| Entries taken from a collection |
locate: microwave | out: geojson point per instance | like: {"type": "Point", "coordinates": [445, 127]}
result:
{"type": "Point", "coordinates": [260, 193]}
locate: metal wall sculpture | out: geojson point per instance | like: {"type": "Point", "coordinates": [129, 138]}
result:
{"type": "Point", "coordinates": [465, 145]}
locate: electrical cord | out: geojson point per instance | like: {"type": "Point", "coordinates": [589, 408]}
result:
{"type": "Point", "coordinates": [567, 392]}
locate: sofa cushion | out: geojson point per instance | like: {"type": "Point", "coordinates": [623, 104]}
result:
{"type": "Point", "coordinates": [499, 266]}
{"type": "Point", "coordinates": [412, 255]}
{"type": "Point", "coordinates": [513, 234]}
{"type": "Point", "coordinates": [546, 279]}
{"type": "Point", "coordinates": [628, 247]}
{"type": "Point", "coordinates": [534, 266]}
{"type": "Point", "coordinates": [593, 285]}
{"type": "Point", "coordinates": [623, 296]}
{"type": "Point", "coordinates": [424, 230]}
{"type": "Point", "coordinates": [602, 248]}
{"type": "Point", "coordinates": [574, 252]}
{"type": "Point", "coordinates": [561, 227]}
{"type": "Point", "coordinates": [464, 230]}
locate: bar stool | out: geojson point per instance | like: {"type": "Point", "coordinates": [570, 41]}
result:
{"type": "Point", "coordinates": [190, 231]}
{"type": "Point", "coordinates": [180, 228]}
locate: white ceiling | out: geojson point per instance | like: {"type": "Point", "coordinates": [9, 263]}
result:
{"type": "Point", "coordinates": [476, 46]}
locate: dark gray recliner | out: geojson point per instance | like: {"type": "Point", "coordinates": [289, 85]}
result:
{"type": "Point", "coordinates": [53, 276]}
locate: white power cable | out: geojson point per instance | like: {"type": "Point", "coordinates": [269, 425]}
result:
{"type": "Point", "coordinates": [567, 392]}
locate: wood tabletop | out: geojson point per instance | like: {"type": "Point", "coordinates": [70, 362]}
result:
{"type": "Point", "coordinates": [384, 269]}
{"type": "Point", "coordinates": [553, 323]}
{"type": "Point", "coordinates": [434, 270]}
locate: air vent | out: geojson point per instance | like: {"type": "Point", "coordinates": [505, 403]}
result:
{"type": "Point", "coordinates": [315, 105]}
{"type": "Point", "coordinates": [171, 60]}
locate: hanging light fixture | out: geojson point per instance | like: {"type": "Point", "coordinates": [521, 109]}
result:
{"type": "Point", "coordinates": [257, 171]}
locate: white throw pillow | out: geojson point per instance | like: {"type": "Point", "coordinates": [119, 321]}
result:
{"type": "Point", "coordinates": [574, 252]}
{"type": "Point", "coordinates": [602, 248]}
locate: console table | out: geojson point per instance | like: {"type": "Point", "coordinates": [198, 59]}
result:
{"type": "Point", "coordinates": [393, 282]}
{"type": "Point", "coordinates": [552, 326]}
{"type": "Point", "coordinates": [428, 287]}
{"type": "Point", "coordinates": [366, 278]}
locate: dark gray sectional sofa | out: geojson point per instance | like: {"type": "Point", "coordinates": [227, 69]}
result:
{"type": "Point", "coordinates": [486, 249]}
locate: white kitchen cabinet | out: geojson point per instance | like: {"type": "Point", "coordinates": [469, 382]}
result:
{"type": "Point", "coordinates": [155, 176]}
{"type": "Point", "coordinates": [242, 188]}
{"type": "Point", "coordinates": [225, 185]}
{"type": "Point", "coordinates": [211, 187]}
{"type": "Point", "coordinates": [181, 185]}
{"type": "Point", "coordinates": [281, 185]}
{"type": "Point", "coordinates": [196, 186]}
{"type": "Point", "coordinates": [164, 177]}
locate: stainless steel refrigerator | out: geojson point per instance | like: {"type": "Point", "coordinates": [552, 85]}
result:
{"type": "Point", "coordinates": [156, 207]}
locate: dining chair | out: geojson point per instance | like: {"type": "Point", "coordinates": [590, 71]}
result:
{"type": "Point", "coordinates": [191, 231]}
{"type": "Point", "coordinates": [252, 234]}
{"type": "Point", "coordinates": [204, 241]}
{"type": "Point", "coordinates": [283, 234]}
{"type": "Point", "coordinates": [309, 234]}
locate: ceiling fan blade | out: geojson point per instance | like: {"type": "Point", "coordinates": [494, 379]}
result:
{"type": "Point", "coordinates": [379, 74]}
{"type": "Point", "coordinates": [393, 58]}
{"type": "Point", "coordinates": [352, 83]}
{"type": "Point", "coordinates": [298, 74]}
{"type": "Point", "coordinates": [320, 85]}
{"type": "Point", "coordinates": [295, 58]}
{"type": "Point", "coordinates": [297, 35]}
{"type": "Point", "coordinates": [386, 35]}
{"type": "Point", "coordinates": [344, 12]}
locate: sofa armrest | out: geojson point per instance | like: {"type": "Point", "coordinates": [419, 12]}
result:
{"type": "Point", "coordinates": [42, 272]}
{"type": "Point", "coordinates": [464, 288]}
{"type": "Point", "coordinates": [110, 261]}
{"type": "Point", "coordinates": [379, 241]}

| Aim of the exercise |
Each line above must be reproduced exactly as it stands.

| Result of this exercise |
locate: microwave | out: geojson point per instance | like: {"type": "Point", "coordinates": [445, 127]}
result:
{"type": "Point", "coordinates": [260, 193]}
locate: metal wall sculpture | out: geojson point per instance | like: {"type": "Point", "coordinates": [129, 138]}
result:
{"type": "Point", "coordinates": [465, 145]}
locate: electrical cord | out: geojson point per instance | like: {"type": "Point", "coordinates": [589, 408]}
result:
{"type": "Point", "coordinates": [567, 392]}
locate: sofa cushion | out: geojson point per instance | like: {"type": "Point", "coordinates": [623, 104]}
result:
{"type": "Point", "coordinates": [499, 266]}
{"type": "Point", "coordinates": [412, 255]}
{"type": "Point", "coordinates": [513, 234]}
{"type": "Point", "coordinates": [546, 279]}
{"type": "Point", "coordinates": [628, 247]}
{"type": "Point", "coordinates": [534, 266]}
{"type": "Point", "coordinates": [593, 285]}
{"type": "Point", "coordinates": [623, 296]}
{"type": "Point", "coordinates": [424, 230]}
{"type": "Point", "coordinates": [602, 248]}
{"type": "Point", "coordinates": [574, 252]}
{"type": "Point", "coordinates": [561, 227]}
{"type": "Point", "coordinates": [464, 230]}
locate: bar stool | out: geojson point per instance | like: {"type": "Point", "coordinates": [570, 41]}
result:
{"type": "Point", "coordinates": [190, 231]}
{"type": "Point", "coordinates": [180, 228]}
locate: white ceiling | out: geojson point per instance | like: {"type": "Point", "coordinates": [9, 263]}
result:
{"type": "Point", "coordinates": [476, 46]}
locate: dark gray recliner | out: geojson point per instance | like: {"type": "Point", "coordinates": [289, 85]}
result:
{"type": "Point", "coordinates": [53, 276]}
locate: white power cable | out: geojson point per instance | like: {"type": "Point", "coordinates": [269, 425]}
result:
{"type": "Point", "coordinates": [567, 392]}
locate: wood tabletop | out: geojson point per instance | like: {"type": "Point", "coordinates": [70, 362]}
result:
{"type": "Point", "coordinates": [384, 269]}
{"type": "Point", "coordinates": [553, 323]}
{"type": "Point", "coordinates": [434, 270]}
locate: air vent | out: geojson point per instance | like: {"type": "Point", "coordinates": [505, 403]}
result:
{"type": "Point", "coordinates": [315, 105]}
{"type": "Point", "coordinates": [171, 60]}
locate: hanging light fixture | out: geojson point per instance | like: {"type": "Point", "coordinates": [521, 109]}
result:
{"type": "Point", "coordinates": [257, 171]}
locate: white throw pillow | out: geojson point per instance | like: {"type": "Point", "coordinates": [119, 321]}
result:
{"type": "Point", "coordinates": [574, 252]}
{"type": "Point", "coordinates": [602, 248]}
locate: console table | out: geojson point per instance | like: {"type": "Point", "coordinates": [198, 59]}
result:
{"type": "Point", "coordinates": [393, 282]}
{"type": "Point", "coordinates": [552, 326]}
{"type": "Point", "coordinates": [428, 287]}
{"type": "Point", "coordinates": [366, 278]}
locate: dark gray sectional sofa | out: geojson point per instance | like: {"type": "Point", "coordinates": [227, 69]}
result:
{"type": "Point", "coordinates": [486, 249]}
locate: white kitchen cabinet | out: geojson point per instance | like: {"type": "Point", "coordinates": [469, 382]}
result:
{"type": "Point", "coordinates": [155, 176]}
{"type": "Point", "coordinates": [242, 188]}
{"type": "Point", "coordinates": [225, 185]}
{"type": "Point", "coordinates": [211, 187]}
{"type": "Point", "coordinates": [181, 185]}
{"type": "Point", "coordinates": [281, 185]}
{"type": "Point", "coordinates": [196, 186]}
{"type": "Point", "coordinates": [164, 177]}
locate: stainless steel refrigerator | out: geojson point per instance | like: {"type": "Point", "coordinates": [552, 85]}
result:
{"type": "Point", "coordinates": [156, 207]}
locate: dining chair | out: geojson point per instance | like: {"type": "Point", "coordinates": [590, 71]}
result:
{"type": "Point", "coordinates": [191, 231]}
{"type": "Point", "coordinates": [252, 234]}
{"type": "Point", "coordinates": [204, 241]}
{"type": "Point", "coordinates": [283, 234]}
{"type": "Point", "coordinates": [309, 234]}
locate: ceiling fan blade | out: geojson point per instance | like: {"type": "Point", "coordinates": [494, 379]}
result:
{"type": "Point", "coordinates": [379, 74]}
{"type": "Point", "coordinates": [393, 58]}
{"type": "Point", "coordinates": [352, 83]}
{"type": "Point", "coordinates": [298, 74]}
{"type": "Point", "coordinates": [320, 85]}
{"type": "Point", "coordinates": [295, 58]}
{"type": "Point", "coordinates": [297, 35]}
{"type": "Point", "coordinates": [386, 35]}
{"type": "Point", "coordinates": [344, 12]}
locate: sofa armrest | out: geojson point per instance | like: {"type": "Point", "coordinates": [419, 12]}
result:
{"type": "Point", "coordinates": [42, 272]}
{"type": "Point", "coordinates": [464, 288]}
{"type": "Point", "coordinates": [110, 261]}
{"type": "Point", "coordinates": [379, 241]}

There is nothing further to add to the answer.